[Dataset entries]
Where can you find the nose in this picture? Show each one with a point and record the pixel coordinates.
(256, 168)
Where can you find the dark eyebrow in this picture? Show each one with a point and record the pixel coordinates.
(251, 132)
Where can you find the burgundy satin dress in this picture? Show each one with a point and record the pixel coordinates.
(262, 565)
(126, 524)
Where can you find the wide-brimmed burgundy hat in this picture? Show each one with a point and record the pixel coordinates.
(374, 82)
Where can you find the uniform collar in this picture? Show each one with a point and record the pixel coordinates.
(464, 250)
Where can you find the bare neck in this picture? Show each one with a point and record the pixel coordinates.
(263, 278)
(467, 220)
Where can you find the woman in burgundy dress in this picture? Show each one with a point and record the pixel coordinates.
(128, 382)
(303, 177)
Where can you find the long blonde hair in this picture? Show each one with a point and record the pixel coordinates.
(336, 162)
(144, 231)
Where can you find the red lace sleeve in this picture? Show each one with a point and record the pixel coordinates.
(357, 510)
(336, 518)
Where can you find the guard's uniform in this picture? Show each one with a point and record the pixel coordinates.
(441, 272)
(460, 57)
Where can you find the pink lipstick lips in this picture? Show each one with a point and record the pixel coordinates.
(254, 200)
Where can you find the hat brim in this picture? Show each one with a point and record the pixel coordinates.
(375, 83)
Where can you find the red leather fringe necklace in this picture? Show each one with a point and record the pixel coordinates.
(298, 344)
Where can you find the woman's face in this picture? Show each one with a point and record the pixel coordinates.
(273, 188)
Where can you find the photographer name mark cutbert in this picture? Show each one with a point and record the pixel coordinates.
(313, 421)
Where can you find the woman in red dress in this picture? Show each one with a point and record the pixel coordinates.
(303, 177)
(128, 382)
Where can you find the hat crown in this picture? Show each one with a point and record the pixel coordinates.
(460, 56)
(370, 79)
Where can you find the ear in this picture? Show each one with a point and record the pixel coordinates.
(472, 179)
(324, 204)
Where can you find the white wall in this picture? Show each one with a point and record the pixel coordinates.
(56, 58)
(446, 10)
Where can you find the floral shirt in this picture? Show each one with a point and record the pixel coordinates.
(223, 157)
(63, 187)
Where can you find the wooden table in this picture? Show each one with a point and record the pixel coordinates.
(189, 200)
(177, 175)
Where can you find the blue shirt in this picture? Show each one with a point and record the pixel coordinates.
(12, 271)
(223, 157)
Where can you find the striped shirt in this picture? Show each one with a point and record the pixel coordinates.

* _PROBLEM REQUIREMENTS_
Print the records again, exactly as they stand above.

* _YOUR SOLUTION_
Where can you find the nose in this picture? Show each one with a point and record the pixel coordinates.
(256, 168)
Where can you find the dark eyebrow in this picture? Show each one with a point and record the pixel coordinates.
(251, 132)
Where can you find the burgundy satin dress in this picture? Show each one with a point and record the pixel coordinates.
(262, 565)
(126, 524)
Where can you find the wide-brimmed burgundy hat in this picture? Show each one with a point and record the pixel coordinates.
(374, 82)
Where can you find the uniform collar in this picture? Show each one with a point and record the pixel coordinates.
(464, 250)
Where can you find the bare neck in this picture? Show each one with a point and record the pixel coordinates.
(263, 278)
(467, 220)
Where can you find the woman in burgundy dress in this picture? Show each one with a point and record the pixel coordinates.
(128, 382)
(303, 177)
Where can you find the long blonde hair in this picture? Show each one with a point and record the pixel coordinates.
(336, 162)
(144, 231)
Where can you find the red lace sleeve in this picture? Show each one with a point and record the pixel coordinates.
(357, 510)
(336, 518)
Where can you find the guard's uniform in this picture? Show each one with a point and record the pixel coordinates.
(441, 272)
(460, 57)
Where can you find the pink lipstick lips in this picture? Show each one with a point and record the pixel coordinates.
(254, 200)
Where can you find the hat brim in this picture? Show each one with a point and record the pixel coordinates.
(375, 83)
Where can you find the red leather fringe necklace in this picture? Show each one with a point and record the pixel coordinates.
(298, 344)
Where can you find the woman's face in this picture? Show each one with a point and record the pixel coordinates.
(273, 188)
Where can you find the photographer name mark cutbert in this picture? Show each one with a point and record the pixel coordinates.
(313, 421)
Where can you find the woman in red dress in this picture? Show each one with a point and record the pixel coordinates.
(303, 177)
(128, 382)
Where can you find the hat crown in this picture? Show each one with a point and record the pixel coordinates.
(460, 56)
(370, 79)
Where can you find the ear in this picture? Show each one with a point and record the pixel coordinates.
(472, 179)
(324, 204)
Where can you find the white wall in this picture? Show each one with a point and record the pixel coordinates.
(56, 58)
(446, 10)
Where can you find the floral shirt in this picture? Show each one with a point and record the pixel coordinates.
(223, 157)
(63, 187)
Where can you find the wooden table in this picture? Show each one with a point and record the pixel coordinates.
(189, 200)
(177, 175)
Where can you find the blue shirt in this picture? Show each one with a point and record the pixel coordinates.
(12, 271)
(223, 157)
Where can you find the striped shirt in this picture? Show each one with a point and record the pixel coordinates.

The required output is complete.